### Extrait du document
▶
Gegege no Hitler

Etonnant manga que celui créé par l’auteur de Gegege no Kitaro en 1971 (et publié chez Cornélius il y a quelques années). Très loin des sympathiques yokai de sa série phare, Shigeru Mizuki s’est en effet attaché à retracer la vie d’un autre monstre, moins plaisant celui-là, bien plus réel, Adolf Hitler.

En soi, l’entreprise aurait de quoi déconcerter et n’inciterait pas franchement à se pencher sur son cas, n’était la réputation de l’auteur derrière cette entreprise. Après tout, quelle mouche peut bien piquer un mangaka pour pondre près de 300 pages sur la vie de ce triste sire ? Mais on le sait, l’œuvre de Mizuki ne s’est jamais contentée de la frange fantastico-humoristique de son œuvre représentée par Gegege no Kitaro. Témoins ses œuvres autobiographiques comme Nononba ou Opération mort dans laquelle il relate son expérience en tant que soldat durant la guerre du pacifique. Expérience dont il revint amputé d’un bras et plus franchement porté à suivre un discours belliciste (il ne l’a du reste jamais été).

Du coup, la conception de ce Hitler s’explique simplement : il s’agit de comprendre cet homme qui au bout du compte est le responsable d’une multitude de tragédies dont cette expérience guerrière dans le Pacifique et de ce bras en moins.

Pour cela, Mizuki s’est donné les moyens didactiques pour rendre convaincante son entreprise. Documenté, le manga l’est. Un historien aurait peut-être à redire sur telle ou telle donnée mais n’étant pas spécialiste, j’ai trouvé que ce récit biographique plonge le lecteur dans l’Histoire sans aucunement paraître ridicule. On commence avec les débuts d’Hitler comme artiste-peintre, puis on a le petit caporal, l’agitateur politique, le führer, enfin l’homme malade qui finit par se coller une balle dans son bunker. Avec en arrière-plan la gigantesque machinerie de l’Histoire que Mizuki va s’efforcer de décrire tout en évitant de tourner son récit au pensum. En 280 pages on a une leçon d’histoire qui se tient et qui donnera une idée relativement juste de cette période.

Graphiquement, le travail de Mizuki se tient aussi. Pour donner à son récit un aspect concret et véridique il a dessiné un certain nombre de cases à partir de photographies d’archive. Dès la troisième page, Mizuki attaque son récit avec la conséquence essentielle du règne d’Hitler, à savoir l’Holocauste, planche macabre à laquelle répond quelques pages plus loin des actes présentant une grande messe hitlérienne :.
◀
### Consignes
1. Répondez à ces questions à l'aide de la critique du manga :
(a) En quelle année Shigeru Mizuki a-t-il créé ce manga ?
(b) Chez quel éditeur le manga a-t-il été publié ?
(c) À partir de quoi Mizuki a-t-il dessiné un certain nombre de cases ?
2. Recopiez fidèlement le passage de la critique qui commence par « Graphiquement, le travail » et se poursuit jusqu'à « messe hitlérienne :. ».
Les enregistrements constituent un matériau à part, sans lien avec la critique.

### Liste des données
▶
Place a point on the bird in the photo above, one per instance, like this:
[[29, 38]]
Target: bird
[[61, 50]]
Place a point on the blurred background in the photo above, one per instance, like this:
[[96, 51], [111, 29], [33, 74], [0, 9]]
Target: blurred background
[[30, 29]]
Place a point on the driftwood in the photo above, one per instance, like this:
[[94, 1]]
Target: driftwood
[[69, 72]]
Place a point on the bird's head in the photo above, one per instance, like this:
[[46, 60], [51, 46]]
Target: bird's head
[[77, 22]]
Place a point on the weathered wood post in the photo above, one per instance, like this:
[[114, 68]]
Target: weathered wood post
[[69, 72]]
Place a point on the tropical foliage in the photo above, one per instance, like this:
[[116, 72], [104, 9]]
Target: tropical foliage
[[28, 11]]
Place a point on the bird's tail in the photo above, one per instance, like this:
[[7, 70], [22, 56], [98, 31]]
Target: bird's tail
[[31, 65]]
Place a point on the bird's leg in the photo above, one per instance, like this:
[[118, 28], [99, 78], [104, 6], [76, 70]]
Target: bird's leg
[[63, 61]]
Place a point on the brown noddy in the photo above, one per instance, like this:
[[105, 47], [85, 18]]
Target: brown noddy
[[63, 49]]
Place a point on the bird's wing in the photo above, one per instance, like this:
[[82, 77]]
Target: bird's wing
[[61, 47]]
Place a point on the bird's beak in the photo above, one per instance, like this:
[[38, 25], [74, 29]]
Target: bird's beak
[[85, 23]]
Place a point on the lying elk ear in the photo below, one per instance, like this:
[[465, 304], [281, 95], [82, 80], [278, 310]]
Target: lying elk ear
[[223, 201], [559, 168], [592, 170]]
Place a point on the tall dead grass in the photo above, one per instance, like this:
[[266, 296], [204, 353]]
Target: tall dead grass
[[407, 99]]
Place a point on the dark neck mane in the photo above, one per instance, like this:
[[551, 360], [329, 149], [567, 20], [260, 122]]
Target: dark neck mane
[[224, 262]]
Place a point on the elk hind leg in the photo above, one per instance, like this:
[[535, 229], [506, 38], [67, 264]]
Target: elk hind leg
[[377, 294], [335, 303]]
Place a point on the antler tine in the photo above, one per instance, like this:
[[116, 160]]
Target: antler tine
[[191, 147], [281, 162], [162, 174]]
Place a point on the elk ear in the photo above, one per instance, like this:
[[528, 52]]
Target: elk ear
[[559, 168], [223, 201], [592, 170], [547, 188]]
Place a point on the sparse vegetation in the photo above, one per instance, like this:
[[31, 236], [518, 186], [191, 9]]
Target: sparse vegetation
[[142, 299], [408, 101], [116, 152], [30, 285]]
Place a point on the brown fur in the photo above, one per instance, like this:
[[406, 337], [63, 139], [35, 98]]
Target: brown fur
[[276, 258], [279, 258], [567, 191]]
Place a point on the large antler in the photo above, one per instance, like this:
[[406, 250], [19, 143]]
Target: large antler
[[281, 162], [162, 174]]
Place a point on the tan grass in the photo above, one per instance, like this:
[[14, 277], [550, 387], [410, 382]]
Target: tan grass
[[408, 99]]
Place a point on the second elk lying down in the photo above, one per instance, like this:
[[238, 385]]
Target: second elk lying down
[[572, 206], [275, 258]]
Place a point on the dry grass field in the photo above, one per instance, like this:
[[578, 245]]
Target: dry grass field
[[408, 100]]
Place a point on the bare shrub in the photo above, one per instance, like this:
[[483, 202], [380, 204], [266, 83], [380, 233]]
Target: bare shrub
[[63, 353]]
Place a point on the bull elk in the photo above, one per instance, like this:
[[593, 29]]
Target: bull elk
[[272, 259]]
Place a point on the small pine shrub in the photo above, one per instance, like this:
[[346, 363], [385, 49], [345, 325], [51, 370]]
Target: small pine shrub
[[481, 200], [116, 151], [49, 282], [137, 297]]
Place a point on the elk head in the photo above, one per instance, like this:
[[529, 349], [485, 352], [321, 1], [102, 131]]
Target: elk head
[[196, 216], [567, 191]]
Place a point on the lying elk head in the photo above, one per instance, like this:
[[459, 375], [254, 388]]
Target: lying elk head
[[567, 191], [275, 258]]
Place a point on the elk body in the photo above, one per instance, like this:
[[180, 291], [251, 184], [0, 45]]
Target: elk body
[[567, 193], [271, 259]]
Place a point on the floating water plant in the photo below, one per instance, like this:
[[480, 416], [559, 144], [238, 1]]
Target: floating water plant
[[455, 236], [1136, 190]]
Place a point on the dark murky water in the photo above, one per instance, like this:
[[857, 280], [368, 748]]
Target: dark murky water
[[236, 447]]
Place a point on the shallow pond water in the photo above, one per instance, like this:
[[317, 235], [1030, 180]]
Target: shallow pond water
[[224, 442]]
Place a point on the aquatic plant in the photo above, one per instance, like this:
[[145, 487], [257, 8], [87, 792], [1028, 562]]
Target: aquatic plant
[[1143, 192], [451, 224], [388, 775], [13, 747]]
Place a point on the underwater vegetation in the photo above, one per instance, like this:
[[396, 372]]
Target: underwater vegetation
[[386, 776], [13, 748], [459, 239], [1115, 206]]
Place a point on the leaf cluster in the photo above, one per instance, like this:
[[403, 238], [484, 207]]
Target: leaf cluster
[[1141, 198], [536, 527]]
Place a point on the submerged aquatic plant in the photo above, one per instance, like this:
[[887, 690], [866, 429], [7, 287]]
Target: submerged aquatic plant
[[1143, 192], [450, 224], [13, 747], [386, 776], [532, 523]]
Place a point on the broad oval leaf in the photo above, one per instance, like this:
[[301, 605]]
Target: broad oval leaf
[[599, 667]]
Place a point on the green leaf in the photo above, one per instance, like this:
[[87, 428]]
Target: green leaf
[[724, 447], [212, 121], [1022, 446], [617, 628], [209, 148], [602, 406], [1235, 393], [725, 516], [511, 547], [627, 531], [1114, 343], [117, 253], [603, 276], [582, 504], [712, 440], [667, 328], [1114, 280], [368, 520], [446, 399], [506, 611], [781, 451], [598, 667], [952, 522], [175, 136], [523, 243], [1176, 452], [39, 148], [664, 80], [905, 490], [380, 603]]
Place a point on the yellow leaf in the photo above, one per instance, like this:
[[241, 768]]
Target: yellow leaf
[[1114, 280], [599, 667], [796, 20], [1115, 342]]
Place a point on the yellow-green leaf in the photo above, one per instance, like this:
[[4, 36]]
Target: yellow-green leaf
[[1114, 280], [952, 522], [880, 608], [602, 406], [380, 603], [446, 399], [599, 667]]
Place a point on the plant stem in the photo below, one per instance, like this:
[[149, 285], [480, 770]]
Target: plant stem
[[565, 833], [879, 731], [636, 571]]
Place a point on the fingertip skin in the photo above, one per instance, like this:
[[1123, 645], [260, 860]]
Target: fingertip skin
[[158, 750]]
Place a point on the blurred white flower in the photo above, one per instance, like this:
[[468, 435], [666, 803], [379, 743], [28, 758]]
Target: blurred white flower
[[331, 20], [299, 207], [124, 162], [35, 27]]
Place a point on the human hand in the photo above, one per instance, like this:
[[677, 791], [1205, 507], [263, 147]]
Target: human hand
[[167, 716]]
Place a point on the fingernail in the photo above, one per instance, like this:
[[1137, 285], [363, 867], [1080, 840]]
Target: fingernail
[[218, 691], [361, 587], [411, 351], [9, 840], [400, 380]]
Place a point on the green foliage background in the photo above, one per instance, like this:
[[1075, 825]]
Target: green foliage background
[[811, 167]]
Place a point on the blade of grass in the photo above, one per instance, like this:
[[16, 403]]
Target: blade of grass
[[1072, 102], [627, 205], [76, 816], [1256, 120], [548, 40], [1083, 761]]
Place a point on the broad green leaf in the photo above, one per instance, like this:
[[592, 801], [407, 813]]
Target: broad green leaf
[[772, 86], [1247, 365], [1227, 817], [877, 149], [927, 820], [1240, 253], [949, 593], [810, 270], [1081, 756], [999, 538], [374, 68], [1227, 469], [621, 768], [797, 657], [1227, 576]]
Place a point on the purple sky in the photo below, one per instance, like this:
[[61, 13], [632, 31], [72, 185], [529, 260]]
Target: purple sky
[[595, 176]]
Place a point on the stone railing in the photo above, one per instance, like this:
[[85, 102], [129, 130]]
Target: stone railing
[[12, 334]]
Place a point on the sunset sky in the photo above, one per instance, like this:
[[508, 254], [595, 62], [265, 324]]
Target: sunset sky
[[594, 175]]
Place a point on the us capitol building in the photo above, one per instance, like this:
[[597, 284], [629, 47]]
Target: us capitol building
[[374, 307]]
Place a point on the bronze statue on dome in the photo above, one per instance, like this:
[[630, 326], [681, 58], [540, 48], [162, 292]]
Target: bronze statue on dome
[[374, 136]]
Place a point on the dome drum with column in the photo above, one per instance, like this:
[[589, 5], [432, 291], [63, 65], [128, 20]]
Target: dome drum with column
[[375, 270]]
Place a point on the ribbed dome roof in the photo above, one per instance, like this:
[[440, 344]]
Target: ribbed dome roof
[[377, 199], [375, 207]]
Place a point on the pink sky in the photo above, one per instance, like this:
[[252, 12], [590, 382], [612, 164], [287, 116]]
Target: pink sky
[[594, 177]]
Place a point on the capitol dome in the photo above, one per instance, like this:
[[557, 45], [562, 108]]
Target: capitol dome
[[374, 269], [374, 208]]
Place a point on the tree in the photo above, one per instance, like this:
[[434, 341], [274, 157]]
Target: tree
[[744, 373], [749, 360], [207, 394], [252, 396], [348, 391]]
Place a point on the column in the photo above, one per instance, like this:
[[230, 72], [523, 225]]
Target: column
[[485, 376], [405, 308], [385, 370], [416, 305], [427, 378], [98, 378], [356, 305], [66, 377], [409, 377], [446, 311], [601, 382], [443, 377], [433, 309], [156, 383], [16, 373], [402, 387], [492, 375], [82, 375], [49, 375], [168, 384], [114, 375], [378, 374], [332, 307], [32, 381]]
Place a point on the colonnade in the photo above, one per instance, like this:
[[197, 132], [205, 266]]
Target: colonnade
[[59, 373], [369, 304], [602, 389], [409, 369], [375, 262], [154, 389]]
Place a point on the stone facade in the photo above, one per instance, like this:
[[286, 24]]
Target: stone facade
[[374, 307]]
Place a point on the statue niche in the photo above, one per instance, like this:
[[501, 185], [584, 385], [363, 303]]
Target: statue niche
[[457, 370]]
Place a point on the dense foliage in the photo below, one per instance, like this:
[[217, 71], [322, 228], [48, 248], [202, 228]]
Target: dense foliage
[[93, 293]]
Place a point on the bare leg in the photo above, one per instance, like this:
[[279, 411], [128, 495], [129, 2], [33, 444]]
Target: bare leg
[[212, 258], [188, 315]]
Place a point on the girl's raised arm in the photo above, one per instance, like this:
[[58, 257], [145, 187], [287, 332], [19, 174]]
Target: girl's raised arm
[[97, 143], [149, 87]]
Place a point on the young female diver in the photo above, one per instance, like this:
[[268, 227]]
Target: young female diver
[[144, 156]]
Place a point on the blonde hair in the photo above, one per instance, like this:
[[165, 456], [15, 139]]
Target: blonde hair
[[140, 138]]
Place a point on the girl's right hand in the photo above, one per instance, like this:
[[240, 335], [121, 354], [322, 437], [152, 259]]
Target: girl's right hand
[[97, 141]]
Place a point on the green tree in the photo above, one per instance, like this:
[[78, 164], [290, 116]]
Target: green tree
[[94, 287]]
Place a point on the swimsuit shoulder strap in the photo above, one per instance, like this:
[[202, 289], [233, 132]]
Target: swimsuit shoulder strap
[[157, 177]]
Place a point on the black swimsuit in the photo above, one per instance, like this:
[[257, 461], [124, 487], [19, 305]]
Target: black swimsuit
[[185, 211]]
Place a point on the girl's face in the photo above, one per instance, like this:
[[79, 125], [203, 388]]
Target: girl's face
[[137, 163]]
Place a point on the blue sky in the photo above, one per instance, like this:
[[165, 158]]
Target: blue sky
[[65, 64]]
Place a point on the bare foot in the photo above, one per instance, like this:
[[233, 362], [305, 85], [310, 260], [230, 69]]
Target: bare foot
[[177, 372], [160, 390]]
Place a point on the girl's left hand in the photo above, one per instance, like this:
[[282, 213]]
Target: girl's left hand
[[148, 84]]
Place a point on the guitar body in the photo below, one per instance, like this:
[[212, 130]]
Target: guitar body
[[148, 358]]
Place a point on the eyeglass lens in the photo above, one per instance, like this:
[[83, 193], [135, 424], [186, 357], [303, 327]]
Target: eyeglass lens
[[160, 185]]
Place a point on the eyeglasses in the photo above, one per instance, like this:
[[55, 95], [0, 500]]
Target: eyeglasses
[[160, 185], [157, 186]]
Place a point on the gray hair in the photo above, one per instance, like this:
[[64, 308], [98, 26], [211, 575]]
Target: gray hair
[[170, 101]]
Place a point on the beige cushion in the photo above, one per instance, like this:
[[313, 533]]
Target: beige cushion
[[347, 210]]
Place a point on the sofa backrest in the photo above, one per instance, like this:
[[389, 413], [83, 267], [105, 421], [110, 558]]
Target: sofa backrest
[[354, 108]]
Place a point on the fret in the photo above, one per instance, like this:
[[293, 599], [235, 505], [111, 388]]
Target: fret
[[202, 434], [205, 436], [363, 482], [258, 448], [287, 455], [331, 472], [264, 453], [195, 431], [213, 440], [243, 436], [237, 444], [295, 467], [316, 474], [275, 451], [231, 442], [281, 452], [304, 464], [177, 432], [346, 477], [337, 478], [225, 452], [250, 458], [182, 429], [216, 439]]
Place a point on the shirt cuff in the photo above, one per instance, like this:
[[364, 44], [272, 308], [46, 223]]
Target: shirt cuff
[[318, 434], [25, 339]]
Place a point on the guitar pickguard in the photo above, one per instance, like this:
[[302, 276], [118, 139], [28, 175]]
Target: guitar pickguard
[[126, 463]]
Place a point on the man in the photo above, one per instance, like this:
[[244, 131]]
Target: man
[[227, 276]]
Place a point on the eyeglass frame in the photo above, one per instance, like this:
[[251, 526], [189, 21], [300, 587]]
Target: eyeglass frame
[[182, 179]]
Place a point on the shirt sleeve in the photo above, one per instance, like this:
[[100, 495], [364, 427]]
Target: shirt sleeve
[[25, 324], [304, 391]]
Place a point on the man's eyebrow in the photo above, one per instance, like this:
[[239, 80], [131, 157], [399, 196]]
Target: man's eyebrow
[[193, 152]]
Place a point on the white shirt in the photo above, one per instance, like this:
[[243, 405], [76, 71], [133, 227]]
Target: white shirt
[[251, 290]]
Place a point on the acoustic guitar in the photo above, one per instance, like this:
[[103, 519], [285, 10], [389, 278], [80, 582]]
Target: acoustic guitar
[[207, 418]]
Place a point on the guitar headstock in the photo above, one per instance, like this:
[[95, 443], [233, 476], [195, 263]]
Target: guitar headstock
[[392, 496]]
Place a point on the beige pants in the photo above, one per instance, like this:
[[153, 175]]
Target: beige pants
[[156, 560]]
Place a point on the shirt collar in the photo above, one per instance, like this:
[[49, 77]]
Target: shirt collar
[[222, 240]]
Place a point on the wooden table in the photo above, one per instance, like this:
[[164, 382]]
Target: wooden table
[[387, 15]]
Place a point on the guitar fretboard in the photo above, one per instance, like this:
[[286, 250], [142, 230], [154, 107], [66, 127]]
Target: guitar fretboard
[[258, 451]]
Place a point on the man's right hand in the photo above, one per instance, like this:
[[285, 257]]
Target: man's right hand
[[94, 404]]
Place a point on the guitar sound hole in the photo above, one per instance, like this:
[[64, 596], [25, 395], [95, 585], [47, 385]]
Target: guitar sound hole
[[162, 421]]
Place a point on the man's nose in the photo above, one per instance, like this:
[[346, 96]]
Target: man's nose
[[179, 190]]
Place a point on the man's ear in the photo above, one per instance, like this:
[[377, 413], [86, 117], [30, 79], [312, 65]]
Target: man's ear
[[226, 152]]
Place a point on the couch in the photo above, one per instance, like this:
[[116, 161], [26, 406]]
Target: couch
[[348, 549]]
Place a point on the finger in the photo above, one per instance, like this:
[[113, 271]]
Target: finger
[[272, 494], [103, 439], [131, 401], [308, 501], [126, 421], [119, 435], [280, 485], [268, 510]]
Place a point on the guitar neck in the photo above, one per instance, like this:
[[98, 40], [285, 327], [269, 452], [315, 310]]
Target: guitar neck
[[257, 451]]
◀
### Réponses par consigne
1.
(a) En 1971.
(b) Chez Cornélius.
(c) À partir de photographies d'archive.

2.
Graphiquement, le travail de Mizuki se tient aussi. Pour donner à son récit un aspect concret et véridique il a dessiné un certain nombre de cases à partir de photographies d’archive. Dès la troisième page, Mizuki attaque son récit avec la conséquence essentielle du règne d’Hitler, à savoir l’Holocauste, planche macabre à laquelle répond quelques pages plus loin des actes présentant une grande messe hitlérienne :.